**Extracted information**
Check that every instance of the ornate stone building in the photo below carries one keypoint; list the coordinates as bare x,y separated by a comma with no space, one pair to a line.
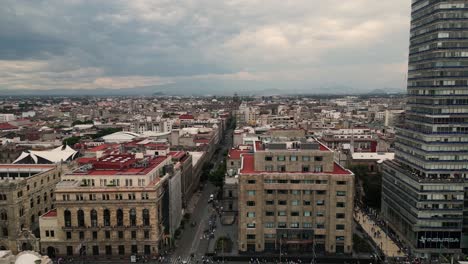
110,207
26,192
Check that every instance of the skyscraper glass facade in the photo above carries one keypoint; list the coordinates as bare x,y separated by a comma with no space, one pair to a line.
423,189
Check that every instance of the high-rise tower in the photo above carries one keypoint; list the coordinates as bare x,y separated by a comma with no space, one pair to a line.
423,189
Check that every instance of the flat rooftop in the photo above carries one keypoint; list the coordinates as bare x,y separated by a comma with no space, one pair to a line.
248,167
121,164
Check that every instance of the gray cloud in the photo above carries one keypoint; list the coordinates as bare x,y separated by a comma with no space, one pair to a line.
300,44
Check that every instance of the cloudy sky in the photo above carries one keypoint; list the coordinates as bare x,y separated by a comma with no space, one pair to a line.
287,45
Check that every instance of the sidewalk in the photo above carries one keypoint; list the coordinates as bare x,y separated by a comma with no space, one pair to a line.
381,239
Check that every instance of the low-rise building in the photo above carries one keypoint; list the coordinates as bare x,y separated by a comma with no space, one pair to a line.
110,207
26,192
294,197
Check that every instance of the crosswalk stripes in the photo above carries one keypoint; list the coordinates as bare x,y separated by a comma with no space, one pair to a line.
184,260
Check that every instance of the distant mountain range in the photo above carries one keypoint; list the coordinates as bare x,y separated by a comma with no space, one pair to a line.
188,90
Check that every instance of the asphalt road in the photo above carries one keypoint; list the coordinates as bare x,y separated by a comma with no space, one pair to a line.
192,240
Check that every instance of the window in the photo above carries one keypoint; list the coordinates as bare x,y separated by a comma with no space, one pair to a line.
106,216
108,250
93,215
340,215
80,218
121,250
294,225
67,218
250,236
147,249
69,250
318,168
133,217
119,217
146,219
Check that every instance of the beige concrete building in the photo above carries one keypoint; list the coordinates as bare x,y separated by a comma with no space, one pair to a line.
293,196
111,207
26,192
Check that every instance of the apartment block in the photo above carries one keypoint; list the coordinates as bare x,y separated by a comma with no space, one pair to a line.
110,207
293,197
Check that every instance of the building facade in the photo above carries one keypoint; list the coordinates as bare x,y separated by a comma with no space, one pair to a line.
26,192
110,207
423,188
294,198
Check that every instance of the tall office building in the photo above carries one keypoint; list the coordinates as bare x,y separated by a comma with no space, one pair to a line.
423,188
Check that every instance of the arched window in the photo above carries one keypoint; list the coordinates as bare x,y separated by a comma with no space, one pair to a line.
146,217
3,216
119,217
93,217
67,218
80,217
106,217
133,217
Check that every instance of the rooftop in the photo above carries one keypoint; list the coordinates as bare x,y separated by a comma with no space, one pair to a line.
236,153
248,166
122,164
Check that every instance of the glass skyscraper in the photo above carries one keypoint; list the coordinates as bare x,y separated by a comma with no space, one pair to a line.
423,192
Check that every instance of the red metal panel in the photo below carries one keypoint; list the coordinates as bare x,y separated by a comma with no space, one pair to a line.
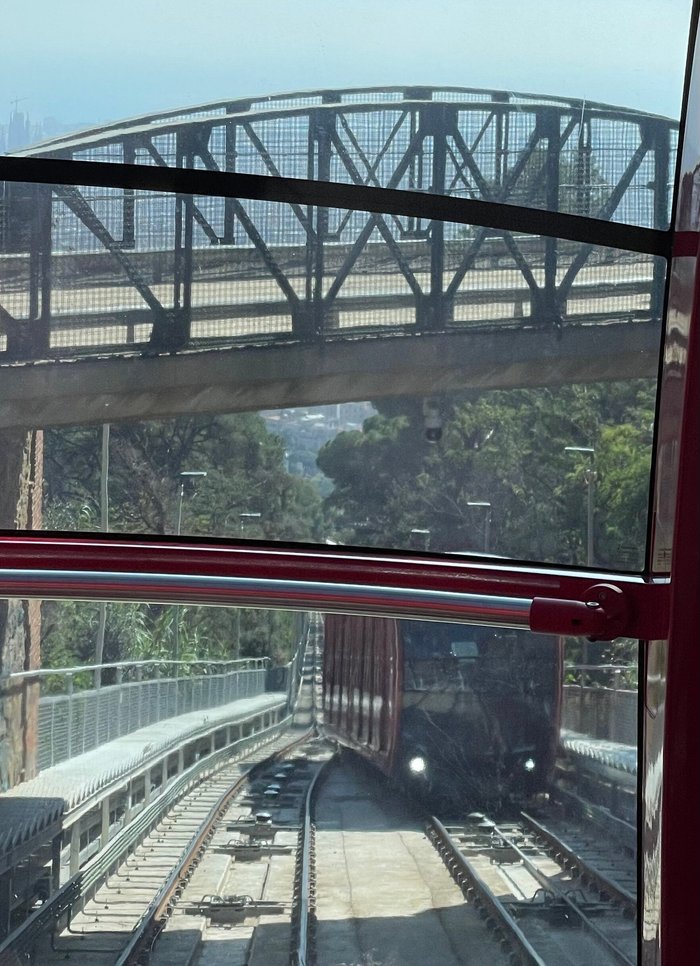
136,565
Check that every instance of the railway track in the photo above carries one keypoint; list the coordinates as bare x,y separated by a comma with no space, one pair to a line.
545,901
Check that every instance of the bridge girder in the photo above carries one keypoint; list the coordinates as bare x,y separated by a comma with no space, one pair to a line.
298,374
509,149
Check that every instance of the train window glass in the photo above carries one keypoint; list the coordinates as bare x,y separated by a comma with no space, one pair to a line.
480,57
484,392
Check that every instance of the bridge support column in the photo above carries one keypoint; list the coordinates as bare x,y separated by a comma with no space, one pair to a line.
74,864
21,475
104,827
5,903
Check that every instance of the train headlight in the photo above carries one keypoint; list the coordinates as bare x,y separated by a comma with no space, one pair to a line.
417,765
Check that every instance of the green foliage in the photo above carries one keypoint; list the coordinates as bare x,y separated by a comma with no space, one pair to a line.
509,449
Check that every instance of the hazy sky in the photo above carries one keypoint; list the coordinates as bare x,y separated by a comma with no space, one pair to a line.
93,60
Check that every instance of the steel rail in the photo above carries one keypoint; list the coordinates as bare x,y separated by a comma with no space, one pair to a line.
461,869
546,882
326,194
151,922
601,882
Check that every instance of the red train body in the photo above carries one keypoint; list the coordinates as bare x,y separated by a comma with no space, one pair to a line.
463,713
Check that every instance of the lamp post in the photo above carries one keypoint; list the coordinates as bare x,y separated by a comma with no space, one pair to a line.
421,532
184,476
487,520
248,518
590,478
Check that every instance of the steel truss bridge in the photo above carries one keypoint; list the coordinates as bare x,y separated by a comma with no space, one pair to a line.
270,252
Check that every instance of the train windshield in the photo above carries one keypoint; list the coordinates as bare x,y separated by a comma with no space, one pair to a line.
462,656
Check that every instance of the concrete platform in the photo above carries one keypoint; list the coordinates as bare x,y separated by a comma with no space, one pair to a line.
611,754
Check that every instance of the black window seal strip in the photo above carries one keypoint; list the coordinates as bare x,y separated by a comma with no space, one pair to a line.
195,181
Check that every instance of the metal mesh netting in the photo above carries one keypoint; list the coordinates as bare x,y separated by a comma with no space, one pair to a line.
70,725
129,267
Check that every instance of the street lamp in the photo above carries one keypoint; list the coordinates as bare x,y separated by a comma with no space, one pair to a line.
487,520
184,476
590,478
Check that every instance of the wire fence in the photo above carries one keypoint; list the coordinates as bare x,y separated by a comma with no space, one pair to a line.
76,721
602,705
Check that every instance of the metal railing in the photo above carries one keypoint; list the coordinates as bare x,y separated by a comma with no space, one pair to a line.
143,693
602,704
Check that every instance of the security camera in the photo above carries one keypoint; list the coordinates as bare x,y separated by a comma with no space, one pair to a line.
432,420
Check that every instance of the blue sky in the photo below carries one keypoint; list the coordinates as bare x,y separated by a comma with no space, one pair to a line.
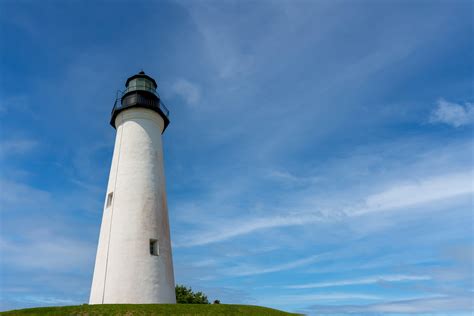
==
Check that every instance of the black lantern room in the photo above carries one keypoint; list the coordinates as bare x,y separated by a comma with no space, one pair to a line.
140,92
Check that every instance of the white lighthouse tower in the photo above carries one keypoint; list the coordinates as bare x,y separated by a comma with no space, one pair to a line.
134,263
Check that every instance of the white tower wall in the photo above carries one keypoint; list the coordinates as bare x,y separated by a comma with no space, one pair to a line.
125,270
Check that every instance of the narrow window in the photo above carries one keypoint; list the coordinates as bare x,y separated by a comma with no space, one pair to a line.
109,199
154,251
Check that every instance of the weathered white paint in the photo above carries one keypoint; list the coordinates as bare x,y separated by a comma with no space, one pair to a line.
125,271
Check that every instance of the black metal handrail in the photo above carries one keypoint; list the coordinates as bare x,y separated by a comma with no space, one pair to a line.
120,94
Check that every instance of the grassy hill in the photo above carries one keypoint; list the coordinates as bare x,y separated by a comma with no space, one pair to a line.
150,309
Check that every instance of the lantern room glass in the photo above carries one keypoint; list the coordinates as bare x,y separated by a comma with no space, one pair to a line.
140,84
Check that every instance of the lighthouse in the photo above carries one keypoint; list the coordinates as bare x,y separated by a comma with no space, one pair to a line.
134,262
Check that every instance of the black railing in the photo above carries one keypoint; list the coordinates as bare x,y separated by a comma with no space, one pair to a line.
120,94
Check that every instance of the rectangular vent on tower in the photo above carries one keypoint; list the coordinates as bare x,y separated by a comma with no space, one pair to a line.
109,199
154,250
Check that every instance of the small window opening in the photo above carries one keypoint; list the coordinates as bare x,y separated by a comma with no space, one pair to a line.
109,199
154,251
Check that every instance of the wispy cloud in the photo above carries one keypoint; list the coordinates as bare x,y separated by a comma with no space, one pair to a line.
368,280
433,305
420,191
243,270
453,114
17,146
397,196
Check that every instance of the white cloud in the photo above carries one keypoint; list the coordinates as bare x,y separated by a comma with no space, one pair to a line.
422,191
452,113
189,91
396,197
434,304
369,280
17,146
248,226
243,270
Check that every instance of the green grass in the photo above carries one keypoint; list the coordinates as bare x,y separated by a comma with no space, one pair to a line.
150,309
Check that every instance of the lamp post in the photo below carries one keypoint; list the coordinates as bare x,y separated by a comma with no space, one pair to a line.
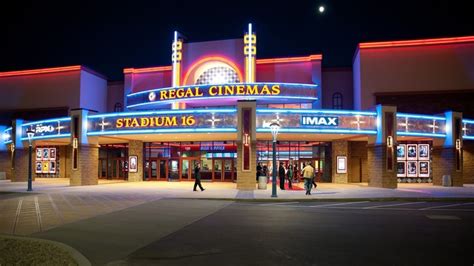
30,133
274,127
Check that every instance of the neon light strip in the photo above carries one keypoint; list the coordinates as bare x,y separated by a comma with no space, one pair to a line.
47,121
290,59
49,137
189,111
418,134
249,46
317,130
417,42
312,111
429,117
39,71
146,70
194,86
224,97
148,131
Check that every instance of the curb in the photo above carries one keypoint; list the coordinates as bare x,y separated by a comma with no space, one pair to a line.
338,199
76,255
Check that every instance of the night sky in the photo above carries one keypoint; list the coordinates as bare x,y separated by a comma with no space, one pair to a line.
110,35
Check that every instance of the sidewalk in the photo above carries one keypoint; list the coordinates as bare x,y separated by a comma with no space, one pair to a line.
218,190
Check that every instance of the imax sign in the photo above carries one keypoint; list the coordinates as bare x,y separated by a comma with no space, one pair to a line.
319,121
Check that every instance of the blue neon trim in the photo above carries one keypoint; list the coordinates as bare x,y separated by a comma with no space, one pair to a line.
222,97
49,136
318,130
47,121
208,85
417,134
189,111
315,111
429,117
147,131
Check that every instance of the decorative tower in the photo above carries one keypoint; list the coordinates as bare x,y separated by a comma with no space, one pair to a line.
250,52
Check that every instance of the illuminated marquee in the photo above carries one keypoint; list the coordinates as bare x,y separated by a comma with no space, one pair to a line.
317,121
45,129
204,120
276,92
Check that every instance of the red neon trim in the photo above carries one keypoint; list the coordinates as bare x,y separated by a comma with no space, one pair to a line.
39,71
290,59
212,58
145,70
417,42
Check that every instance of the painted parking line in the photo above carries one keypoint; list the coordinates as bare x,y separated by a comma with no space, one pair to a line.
---
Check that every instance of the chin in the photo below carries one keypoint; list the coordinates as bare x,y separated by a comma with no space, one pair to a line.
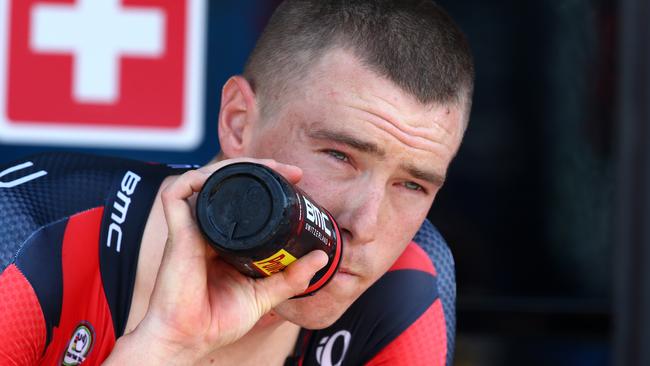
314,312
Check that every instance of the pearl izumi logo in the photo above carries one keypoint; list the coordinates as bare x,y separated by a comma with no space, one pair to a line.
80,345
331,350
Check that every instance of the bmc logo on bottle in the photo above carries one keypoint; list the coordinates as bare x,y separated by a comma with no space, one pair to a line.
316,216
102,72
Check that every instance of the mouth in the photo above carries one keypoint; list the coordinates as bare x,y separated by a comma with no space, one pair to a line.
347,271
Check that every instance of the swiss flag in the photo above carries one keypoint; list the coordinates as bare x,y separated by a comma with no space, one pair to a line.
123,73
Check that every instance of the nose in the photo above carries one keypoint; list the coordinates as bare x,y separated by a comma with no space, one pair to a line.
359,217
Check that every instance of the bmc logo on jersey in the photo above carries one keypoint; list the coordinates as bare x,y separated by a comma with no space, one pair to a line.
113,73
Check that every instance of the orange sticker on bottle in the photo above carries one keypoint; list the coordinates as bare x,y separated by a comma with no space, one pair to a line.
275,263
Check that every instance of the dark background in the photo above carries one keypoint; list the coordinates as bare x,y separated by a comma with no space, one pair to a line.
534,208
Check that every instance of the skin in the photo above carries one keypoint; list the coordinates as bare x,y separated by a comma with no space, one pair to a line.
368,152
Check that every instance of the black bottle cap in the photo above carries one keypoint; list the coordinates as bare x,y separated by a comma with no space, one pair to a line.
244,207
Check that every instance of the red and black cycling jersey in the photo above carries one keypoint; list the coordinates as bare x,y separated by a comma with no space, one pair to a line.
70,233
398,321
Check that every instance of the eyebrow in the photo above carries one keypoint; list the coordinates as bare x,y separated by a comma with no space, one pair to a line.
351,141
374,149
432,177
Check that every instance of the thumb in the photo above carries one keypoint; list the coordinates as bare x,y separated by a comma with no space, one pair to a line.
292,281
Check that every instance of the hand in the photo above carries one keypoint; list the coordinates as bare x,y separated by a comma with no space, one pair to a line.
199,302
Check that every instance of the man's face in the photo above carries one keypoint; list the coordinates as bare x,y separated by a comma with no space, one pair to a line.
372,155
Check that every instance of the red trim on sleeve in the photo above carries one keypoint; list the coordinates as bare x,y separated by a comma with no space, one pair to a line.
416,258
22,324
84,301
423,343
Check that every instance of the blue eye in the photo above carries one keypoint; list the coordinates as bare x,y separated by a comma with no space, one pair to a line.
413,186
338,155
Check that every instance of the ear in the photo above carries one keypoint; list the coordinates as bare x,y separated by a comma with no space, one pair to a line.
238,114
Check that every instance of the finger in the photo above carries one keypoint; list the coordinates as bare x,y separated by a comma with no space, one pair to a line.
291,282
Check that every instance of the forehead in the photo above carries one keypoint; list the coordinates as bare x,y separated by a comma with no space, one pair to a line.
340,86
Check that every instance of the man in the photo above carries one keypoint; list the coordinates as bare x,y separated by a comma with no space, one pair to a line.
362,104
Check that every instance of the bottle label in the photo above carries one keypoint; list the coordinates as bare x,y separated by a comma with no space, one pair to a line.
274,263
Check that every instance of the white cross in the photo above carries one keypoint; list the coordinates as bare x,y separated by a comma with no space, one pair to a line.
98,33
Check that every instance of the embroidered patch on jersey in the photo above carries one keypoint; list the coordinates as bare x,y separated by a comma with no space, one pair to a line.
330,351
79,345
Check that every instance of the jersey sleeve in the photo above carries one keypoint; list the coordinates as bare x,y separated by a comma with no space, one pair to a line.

**The request**
Gather every line from the records above that contains the word "white", and copy each one. Case counts.

**Result for this task**
Check that every instance of the white lighthouse tower in the photo above carries one keypoint; list the coordinates as bare x,y separated by a comma with no space, one pair to a line.
Check that every instance of the white tower wall in the photo above carries one keypoint; list the coordinates as bare x,y separated by a comma with no space, one pair to a line.
Check that every instance of the weathered white paint in the photo above carries one keypoint; list the coordinates as bare x,y separated by a comma with no space, one pair to a line.
Check that every instance of the white cloud in the photo above carries one keypoint; list the coordinates as bare x,y separated by a comma with no space, one pair to a line.
Check that every instance of the white cross in the photo above carries one keypoint; list the coordinates as bare x,y separated by a comma with no space, one pair to a line.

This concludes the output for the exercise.